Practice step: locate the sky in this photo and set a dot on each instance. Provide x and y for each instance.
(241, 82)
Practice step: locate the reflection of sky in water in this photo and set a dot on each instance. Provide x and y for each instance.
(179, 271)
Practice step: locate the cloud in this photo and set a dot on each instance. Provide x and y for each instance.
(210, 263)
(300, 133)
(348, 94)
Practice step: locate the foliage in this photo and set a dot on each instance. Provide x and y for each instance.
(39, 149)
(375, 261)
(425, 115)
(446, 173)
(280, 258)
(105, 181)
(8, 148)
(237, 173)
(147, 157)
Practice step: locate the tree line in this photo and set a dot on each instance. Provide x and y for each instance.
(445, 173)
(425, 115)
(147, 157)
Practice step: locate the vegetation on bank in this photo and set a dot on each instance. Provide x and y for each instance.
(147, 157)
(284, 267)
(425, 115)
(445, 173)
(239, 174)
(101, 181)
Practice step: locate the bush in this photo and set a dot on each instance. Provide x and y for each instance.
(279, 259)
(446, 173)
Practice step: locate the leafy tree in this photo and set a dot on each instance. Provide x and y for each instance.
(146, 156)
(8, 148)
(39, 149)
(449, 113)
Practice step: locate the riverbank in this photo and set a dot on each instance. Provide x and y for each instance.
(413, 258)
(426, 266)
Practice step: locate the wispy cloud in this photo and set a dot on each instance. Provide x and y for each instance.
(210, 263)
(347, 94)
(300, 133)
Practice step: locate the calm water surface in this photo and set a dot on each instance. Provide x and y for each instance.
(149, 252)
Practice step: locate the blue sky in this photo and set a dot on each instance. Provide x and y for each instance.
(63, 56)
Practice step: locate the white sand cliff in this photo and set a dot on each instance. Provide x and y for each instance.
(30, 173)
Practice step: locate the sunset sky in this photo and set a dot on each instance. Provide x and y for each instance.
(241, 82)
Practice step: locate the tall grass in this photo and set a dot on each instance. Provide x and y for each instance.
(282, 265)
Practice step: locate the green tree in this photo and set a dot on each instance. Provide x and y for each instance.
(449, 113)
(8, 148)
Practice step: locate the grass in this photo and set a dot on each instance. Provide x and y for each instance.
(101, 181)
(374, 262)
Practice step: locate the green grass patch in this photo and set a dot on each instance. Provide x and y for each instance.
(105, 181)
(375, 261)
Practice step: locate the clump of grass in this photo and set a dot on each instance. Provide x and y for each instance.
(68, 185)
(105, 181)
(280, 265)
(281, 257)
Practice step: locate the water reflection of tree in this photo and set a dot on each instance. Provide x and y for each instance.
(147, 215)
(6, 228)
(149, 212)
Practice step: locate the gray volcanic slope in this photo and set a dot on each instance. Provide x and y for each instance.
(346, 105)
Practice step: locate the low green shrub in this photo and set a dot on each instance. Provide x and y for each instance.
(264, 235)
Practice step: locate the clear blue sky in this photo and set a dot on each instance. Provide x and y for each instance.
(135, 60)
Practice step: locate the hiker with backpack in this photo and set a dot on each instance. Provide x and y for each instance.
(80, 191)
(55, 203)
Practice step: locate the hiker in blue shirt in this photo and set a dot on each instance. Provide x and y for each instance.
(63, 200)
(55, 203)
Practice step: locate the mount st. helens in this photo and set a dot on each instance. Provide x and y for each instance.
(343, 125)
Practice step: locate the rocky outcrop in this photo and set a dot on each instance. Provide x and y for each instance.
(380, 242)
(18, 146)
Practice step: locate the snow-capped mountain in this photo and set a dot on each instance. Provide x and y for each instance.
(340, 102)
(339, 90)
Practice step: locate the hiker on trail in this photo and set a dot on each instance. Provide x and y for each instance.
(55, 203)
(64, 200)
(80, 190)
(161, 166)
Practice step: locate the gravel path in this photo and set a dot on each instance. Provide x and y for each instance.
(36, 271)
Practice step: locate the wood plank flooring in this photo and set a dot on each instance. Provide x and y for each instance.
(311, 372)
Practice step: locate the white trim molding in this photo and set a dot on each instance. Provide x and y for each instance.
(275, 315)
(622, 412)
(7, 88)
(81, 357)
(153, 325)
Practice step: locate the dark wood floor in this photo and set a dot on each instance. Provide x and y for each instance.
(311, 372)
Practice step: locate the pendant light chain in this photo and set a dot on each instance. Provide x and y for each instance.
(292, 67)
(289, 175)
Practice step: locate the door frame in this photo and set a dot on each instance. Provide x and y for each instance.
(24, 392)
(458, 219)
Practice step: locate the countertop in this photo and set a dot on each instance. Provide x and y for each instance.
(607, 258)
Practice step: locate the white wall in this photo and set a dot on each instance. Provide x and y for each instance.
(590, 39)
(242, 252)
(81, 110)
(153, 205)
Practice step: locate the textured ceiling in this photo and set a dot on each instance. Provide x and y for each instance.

## Brief
Transcribe the full listing above without leaving anything out.

## Task output
Practice step: locate the sky in this photo and set a dot on each instance. Provide x and y for each instance.
(241, 82)
Practice step: locate the reflection of sky in water in this photo and set a dot on each instance. Provide x and y for each instance.
(179, 271)
Practice step: locate the cloud in this photo and set a dot on each instance. Provide x and y for each instance.
(210, 263)
(300, 133)
(348, 94)
Practice step: locate the foliage in this photo and set a dot on each instance. Provide x and y for each instance.
(39, 149)
(375, 261)
(425, 115)
(446, 173)
(280, 258)
(105, 181)
(8, 148)
(237, 173)
(147, 157)
Practice step: locate the tree line in this photo and set a dot on each instance. Provide x and y for each instance.
(445, 173)
(425, 115)
(147, 157)
Practice step: locate the vegetation on bank in this photo and set a dot on each instance. Provide x and y for each instance.
(147, 157)
(284, 267)
(425, 115)
(445, 173)
(239, 174)
(101, 181)
Practice step: locate the bush in this photo and set a dot on each instance. Provide x and y for each instance.
(279, 259)
(446, 173)
Practice step: locate the leafy tree in this photo and set a dot on each instance. Provide x and y for each instance.
(146, 156)
(8, 148)
(39, 149)
(449, 113)
Practice step: locate the riverbank in this photo and set a dot on each instance. Provide x and y for each instance.
(413, 258)
(426, 266)
Practice step: locate the wispy cloud in this photo and set a dot on each instance. Provide x and y for each instance.
(210, 263)
(347, 94)
(300, 133)
Practice step: locate the calm water surface in this photo and set a dot on each instance. Provide x and y for each instance.
(149, 252)
Practice step: locate the blue sky in this photo and set a dot on each instance. Provide x and y for each instance.
(63, 56)
Practice step: locate the white sand cliff in this photo and set a dot on each instance. Provide x and y for each instance.
(30, 173)
Practice step: locate the sunset sky in this photo and set a dot on each instance. Provide x and y for each instance.
(241, 82)
Practice step: locate the tall grass in this photo and set a dot on each instance. Provide x and y for each instance.
(282, 265)
Practice step: locate the green tree in this photo and set a dot on each instance. Provide x and y for each instance.
(449, 113)
(8, 148)
Practice step: locate the grass in this photo and set a dot on each instance. Provide x and y for each instance.
(101, 181)
(374, 262)
Practice step: locate the green grass patch in this photo and set a dot on each instance. Provide x and y for each instance.
(105, 181)
(375, 261)
Practice step: locate the clump of grass in this photo and set a dot on each instance. Provide x and y for each instance.
(68, 185)
(105, 181)
(280, 265)
(281, 257)
Practice step: locate the water reflection of tree in this photo and set a dot on each instance. Provide x and y for each instance.
(147, 215)
(6, 228)
(149, 212)
Practice step: locate the gray volcanic slope in this photo and set a dot on each instance. Provide x and y for each instance.
(346, 105)
Practice step: locate the low green shrub in this photo and set a dot on each instance. Provide x and y for each instance.
(264, 235)
Practice step: locate the clear blue sky in this photo and set a dot on each instance. Provide x and y for each instance.
(135, 60)
Practice step: locate the hiker with backpack in this photo and set a dot on each instance. Provide x and y for each instance.
(80, 191)
(55, 203)
Practice step: locate the hiker in blue shirt in this photo and set a dot on each instance. Provide x and y for each instance.
(63, 200)
(55, 203)
Practice step: locate the mount st. helens in this photo and set a dot on each instance. Provide x and y for each instance.
(343, 125)
Practice step: locate the rocky outcrop in this photo and set a dot on each instance. Provide x and y for each instance.
(380, 242)
(18, 146)
Practice step: locate the snow-capped mountain in this photo and set a dot on each instance. Provide x and y for each instance.
(340, 102)
(339, 90)
Practice step: locate the hiker on trail in this photo and set a dot on each instance. Provide x and y for each instance.
(55, 203)
(64, 200)
(80, 190)
(161, 166)
Practice step: locate the gravel path in this photo and set a dot on each instance. Provide x and y for each instance.
(36, 271)
Practice step: locate the wood plank flooring in this photo and set a dot on each instance. Provide x and y for each instance.
(311, 372)
Practice step: locate the white trim molding in this photo and set a dot on each instance. Provide x and y for each instance.
(275, 315)
(622, 412)
(7, 88)
(81, 357)
(153, 325)
Practice step: locate the dark wood floor in this photo and set a dot on each instance. Provide x and y for each instance.
(311, 372)
Practice step: locate the pendant light chain in this photo and set a dot on each instance. Provide x and y for each instance.
(292, 67)
(289, 175)
Practice step: locate the door frame in this photo and set a dot on each instance. Provide x and y for each instance.
(24, 392)
(458, 219)
Practice step: locate the countertop in this photo and set a dot on each instance. Provide x and y for each instance.
(607, 258)
Practice step: locate the white wall in this photo and set a dot on each instance. Provide x and y for each instance.
(590, 39)
(242, 252)
(81, 110)
(153, 205)
Practice step: locate the textured ceiling in this photo and set a dot on each instance. Provide x and y for each instance.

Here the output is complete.